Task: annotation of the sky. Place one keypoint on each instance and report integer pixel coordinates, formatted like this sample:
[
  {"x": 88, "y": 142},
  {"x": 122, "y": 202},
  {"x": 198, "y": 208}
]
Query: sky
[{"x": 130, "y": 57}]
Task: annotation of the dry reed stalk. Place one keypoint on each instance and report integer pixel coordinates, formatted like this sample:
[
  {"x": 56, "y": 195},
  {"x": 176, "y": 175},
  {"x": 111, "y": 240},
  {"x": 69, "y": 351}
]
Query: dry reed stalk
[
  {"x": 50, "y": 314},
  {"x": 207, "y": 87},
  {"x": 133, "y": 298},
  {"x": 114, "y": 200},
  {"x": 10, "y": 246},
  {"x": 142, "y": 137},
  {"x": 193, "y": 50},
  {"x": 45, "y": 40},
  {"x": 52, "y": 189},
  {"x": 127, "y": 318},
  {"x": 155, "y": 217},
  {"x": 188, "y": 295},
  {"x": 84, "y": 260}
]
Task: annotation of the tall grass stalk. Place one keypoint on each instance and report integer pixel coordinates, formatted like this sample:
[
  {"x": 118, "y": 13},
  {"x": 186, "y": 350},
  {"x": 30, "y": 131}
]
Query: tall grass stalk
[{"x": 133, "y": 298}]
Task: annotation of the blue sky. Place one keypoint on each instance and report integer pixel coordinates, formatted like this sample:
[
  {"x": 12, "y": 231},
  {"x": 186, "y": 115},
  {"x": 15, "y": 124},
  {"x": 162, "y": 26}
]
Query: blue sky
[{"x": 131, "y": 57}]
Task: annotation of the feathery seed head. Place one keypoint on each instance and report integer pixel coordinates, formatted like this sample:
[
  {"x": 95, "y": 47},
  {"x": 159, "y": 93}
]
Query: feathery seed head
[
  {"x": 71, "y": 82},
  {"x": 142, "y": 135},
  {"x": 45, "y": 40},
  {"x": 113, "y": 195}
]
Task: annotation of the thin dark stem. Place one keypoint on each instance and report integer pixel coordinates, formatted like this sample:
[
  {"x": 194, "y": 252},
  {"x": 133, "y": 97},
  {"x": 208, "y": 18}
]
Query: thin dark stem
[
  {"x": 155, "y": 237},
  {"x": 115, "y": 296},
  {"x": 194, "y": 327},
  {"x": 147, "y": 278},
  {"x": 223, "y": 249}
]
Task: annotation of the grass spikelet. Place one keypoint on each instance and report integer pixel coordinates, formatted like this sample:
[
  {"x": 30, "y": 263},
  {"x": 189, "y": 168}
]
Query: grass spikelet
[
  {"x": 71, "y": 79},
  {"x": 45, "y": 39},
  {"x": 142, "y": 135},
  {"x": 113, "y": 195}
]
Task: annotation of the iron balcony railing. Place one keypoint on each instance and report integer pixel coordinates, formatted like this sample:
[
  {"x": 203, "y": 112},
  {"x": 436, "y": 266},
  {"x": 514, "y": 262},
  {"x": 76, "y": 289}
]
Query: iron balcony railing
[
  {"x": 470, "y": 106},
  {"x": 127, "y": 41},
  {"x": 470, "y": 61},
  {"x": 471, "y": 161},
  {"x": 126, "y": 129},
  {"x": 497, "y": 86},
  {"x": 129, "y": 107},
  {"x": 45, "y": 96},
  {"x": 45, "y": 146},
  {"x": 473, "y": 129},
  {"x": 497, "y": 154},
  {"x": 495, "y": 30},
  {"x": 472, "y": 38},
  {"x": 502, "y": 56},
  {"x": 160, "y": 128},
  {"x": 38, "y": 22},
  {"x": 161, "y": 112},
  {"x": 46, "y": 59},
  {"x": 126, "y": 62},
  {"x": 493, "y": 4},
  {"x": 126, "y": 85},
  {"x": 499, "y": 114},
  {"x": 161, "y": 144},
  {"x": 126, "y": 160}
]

→ What the task asks
Retype the listing. Match it exactly.

→ Exercise result
Task: annotation of the sky. Place one keypoint on each instance and report integer pixel coordinates, formatted like this sample:
[
  {"x": 88, "y": 142},
  {"x": 122, "y": 202},
  {"x": 198, "y": 208}
]
Query: sky
[{"x": 130, "y": 57}]
Task: annotation of the dry reed stalk. Place one keypoint on each instance and report integer pixel coordinates, formatted like this sample:
[
  {"x": 56, "y": 195},
  {"x": 176, "y": 175},
  {"x": 111, "y": 240},
  {"x": 69, "y": 351}
]
Query: dry reed stalk
[
  {"x": 50, "y": 314},
  {"x": 207, "y": 87},
  {"x": 133, "y": 298},
  {"x": 114, "y": 200},
  {"x": 10, "y": 246},
  {"x": 142, "y": 137},
  {"x": 193, "y": 50},
  {"x": 45, "y": 40},
  {"x": 52, "y": 189},
  {"x": 127, "y": 318},
  {"x": 155, "y": 217},
  {"x": 188, "y": 295},
  {"x": 84, "y": 260}
]
Task: annotation of the tall grass stalk. Place one keypoint on each instance and report integer pixel coordinates, formatted like this sample:
[
  {"x": 118, "y": 13},
  {"x": 186, "y": 350},
  {"x": 30, "y": 131}
]
Query: tall grass stalk
[{"x": 133, "y": 298}]
Task: annotation of the blue sky. Place one keypoint on each instance and report integer pixel coordinates, formatted like this sample:
[
  {"x": 12, "y": 231},
  {"x": 186, "y": 115},
  {"x": 15, "y": 124},
  {"x": 162, "y": 26}
]
Query: blue sky
[{"x": 131, "y": 57}]
Task: annotation of the feathery seed head. Place one keypoint on each instance and report integer pixel coordinates, formatted like this sample:
[
  {"x": 95, "y": 47},
  {"x": 159, "y": 93}
]
Query: feathery seed head
[
  {"x": 71, "y": 82},
  {"x": 142, "y": 135},
  {"x": 45, "y": 40},
  {"x": 113, "y": 195}
]
Task: annotation of the thin dark stem. Place one keypoint on each instance and report integer pixel coordinates, formatted like this sample:
[
  {"x": 194, "y": 252},
  {"x": 133, "y": 97},
  {"x": 208, "y": 18}
]
Query: thin dark stem
[
  {"x": 155, "y": 237},
  {"x": 115, "y": 296},
  {"x": 194, "y": 327},
  {"x": 147, "y": 278},
  {"x": 223, "y": 249}
]
Task: annotation of the grass spikelet. Place one keypoint on each instance and report integer pixel coordinates, formatted like this sample:
[
  {"x": 30, "y": 263},
  {"x": 189, "y": 168}
]
Query: grass spikelet
[
  {"x": 71, "y": 79},
  {"x": 45, "y": 39},
  {"x": 142, "y": 135},
  {"x": 113, "y": 195}
]
Task: annotation of the iron balcony railing. Place one keypoint on each instance and report integer pixel coordinates, formatted like this sample:
[
  {"x": 203, "y": 112},
  {"x": 436, "y": 266},
  {"x": 514, "y": 262},
  {"x": 76, "y": 289}
]
Query: iron balcony railing
[
  {"x": 470, "y": 106},
  {"x": 127, "y": 41},
  {"x": 470, "y": 61},
  {"x": 471, "y": 161},
  {"x": 126, "y": 129},
  {"x": 497, "y": 86},
  {"x": 129, "y": 107},
  {"x": 45, "y": 96},
  {"x": 45, "y": 146},
  {"x": 473, "y": 129},
  {"x": 497, "y": 154},
  {"x": 495, "y": 30},
  {"x": 472, "y": 38},
  {"x": 502, "y": 56},
  {"x": 160, "y": 128},
  {"x": 38, "y": 22},
  {"x": 161, "y": 112},
  {"x": 46, "y": 59},
  {"x": 126, "y": 62},
  {"x": 493, "y": 4},
  {"x": 126, "y": 85},
  {"x": 499, "y": 114},
  {"x": 161, "y": 144},
  {"x": 126, "y": 160}
]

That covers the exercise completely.